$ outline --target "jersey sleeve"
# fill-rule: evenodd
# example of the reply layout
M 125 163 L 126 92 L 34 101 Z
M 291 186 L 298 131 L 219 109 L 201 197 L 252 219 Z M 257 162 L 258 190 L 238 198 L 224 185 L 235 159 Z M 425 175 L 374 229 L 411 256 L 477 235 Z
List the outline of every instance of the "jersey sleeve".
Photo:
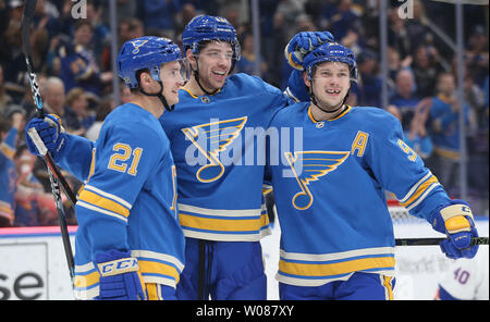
------------------------
**GOAL:** Make a Markdown table from the lines above, with columns "Row" and "Line", one row per line and blank lines left out. Don't include the pictures.

**FULL ANSWER:**
| Row | Line |
|---|---|
| 1 | $ outline --target "jersey sleeve" |
| 2 | # fill-rule: evenodd |
| 3 | # example of the reply layout |
| 4 | M 125 163 L 126 92 L 34 101 Z |
| 5 | M 291 186 L 298 131 L 219 109 L 201 197 L 252 219 Z M 257 162 L 258 190 L 238 198 L 224 185 L 235 159 Z M 425 175 L 374 229 L 411 256 L 477 235 Z |
| 6 | List the outline of every instance of the "jersey sleeve". |
| 7 | Photo: |